Obiettivo dichiarato 1 —
Secondo il brano sul vino biodinamico, a quali preparati non c'è prova che si debba la qualità dei vini di Nicolas Joly e Romanée Conti? Elencali tutti.

Brano di partenza —
+--

Quando uno scienziato si mette ad investigare con metodo scientifico gli effetti di una pratica, come in questo caso, vuole prima di tutto capire se c’è un rapporto di causa ed effetto. L’uso dei preparati 500 e 501 porta a uve e vini migliori? Se la risposta, come sembra, è che questi preparati sono irrilevanti, questo non significa che i vini in questione siano cattivi. Significa che tra i due fatti non c’è relazione, e se il vino è buono, o cattivo, dipende da altri fattori e non dall’uso di uve certificate biodinamiche.
Gli amici esperti mi dicono che i vini biodinamici di Nicolas Joly, Romanée Conti e altri produttori sono straordinari. Non ho alcuna difficoltà a crederlo, ma non c’è alcuna prova che la loro qualità sia dovuta all’uso del cornoletame, del cornosilice o della camomilla fermentata nella vescica del cervo in contatto astrale con le forze cosmiche dell’universo. Credo sia dovuto soprattutto alle pratiche in vigna di questi produttori, al loro grande coinvolgimento e all’estrema attenzione al prodotto. Oltre, ovviamente, alla particolare vocazione del territorio in cui si trovano a lavorare.
Metodi da pseudoscienza
Visto che, secondo Steiner, una forza vitale pervade gli organismi viventi, nel 1930 un suo allievo, Ehrenfried Pfeiffer, si è inventato una tecnica, che ha chiamato "cristallizzazione sensibile" che dovrebbe rivelare le differenti “energie” in organismi diversi. Si mescola del cloruro di rame con il materiale organico, per esempio la polpa di pomodoro, si deposita la soluzione in un piattino e la si lascia evaporare. Pian piano il cloruro di rame cristallizza, formando dei disegni che, secondo Pfeiffer, dovrebbero rivelare informazioni sulla natura del materiale disperso nel cloruro di rame e sulla sua «vitalità», qualsiasi cosa voglia dire. Anche la tecnica della «dinamolisi capillare», su cui non mi addentro, dovrebbe fornire informazioni simili. L’uso di termini e pratiche scientifiche da laboratorio (cristallizzazione, cloruro di rame, capillarità,…) non deve trarre in inganno: a parte la scenografia, non è molto diverso dalla lettura dei fondi di caffè o delle foglie del tè. Anche lì c’è chi ci crede. Ma è pseudoscienza, non scienza.
FAQ
D: Se chi produce vuole seguire quelle prescrizioni esoteriche, che evidentemente non sono dannose per i prodotti, che male c’è?

+--

(Elenco dei dati)
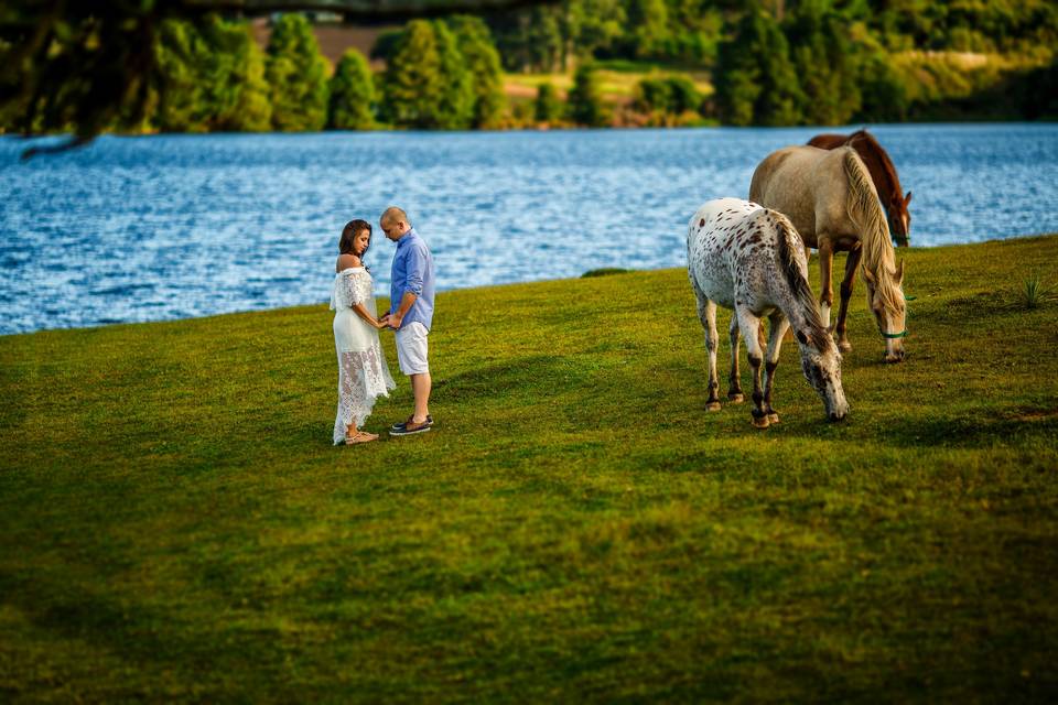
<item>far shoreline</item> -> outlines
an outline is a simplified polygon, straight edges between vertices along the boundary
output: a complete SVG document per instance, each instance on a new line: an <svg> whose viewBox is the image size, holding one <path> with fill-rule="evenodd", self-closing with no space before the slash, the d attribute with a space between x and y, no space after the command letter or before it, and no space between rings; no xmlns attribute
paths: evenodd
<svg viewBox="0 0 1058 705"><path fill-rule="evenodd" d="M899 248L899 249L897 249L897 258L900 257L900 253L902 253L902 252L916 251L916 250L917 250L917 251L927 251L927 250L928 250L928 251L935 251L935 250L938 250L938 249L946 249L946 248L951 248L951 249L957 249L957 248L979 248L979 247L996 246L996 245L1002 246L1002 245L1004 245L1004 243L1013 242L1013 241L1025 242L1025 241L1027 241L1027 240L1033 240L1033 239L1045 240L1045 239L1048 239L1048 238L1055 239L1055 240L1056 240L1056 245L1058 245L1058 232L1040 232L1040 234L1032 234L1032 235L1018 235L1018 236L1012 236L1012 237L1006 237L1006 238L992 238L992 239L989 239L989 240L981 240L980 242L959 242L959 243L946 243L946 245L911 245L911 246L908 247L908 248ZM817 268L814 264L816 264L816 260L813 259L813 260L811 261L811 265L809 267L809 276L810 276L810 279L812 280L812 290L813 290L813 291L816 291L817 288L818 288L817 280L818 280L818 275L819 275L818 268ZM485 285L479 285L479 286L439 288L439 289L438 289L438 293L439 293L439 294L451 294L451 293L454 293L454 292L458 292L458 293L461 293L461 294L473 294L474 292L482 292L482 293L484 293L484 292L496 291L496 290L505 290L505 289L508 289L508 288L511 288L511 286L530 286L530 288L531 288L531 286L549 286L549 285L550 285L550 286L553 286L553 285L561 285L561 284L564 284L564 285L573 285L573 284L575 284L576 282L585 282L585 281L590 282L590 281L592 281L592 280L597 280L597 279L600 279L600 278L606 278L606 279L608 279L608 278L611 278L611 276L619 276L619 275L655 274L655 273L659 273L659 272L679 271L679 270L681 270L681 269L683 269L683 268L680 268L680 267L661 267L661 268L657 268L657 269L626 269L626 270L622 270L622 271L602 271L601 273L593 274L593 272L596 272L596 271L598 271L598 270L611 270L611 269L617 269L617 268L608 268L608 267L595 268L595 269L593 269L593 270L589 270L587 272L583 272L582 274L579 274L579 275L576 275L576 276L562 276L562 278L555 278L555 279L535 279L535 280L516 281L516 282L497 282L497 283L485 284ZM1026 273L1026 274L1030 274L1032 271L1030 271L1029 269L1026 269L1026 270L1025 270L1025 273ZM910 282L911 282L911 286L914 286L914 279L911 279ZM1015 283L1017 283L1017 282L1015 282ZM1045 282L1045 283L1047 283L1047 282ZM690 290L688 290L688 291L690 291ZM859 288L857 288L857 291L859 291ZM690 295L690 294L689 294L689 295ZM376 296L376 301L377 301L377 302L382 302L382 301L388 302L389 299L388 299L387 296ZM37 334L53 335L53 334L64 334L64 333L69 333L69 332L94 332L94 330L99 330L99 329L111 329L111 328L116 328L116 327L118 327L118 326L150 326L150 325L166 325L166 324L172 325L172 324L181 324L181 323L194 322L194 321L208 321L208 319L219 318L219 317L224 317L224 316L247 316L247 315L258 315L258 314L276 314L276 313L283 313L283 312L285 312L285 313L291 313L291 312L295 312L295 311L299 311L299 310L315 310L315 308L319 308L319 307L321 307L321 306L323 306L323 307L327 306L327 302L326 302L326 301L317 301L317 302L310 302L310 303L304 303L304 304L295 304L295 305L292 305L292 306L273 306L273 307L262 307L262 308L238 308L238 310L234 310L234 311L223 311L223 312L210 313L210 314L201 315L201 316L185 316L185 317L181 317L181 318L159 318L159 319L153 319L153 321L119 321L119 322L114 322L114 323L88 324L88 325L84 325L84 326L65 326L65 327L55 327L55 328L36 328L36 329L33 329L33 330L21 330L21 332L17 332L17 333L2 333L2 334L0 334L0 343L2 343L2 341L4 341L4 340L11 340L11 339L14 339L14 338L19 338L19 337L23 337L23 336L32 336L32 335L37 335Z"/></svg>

+--

Obiettivo dichiarato 2 —
Cita l'elenco dall'inizio fino alla riga che contiene "paths: evenodd", compresa, senza riportare le immagini.

Soluzione 1 —
- cornoletame
- cornosilice
- camomilla fermentata nella vescica del cervo

Soluzione 2 —
<item>far shoreline</item> -> outlines
an outline is a simplified polygon, straight edges between vertices along the boundary
output: a complete SVG document per instance, each instance on a new line: an <svg> whose viewBox is the image size, holding one <path> with fill-rule="evenodd", self-closing with no space before the slash, the d attribute with a space between x and y, no space after the command letter or before it, and no space between rings; no xmlns attribute
paths: evenodd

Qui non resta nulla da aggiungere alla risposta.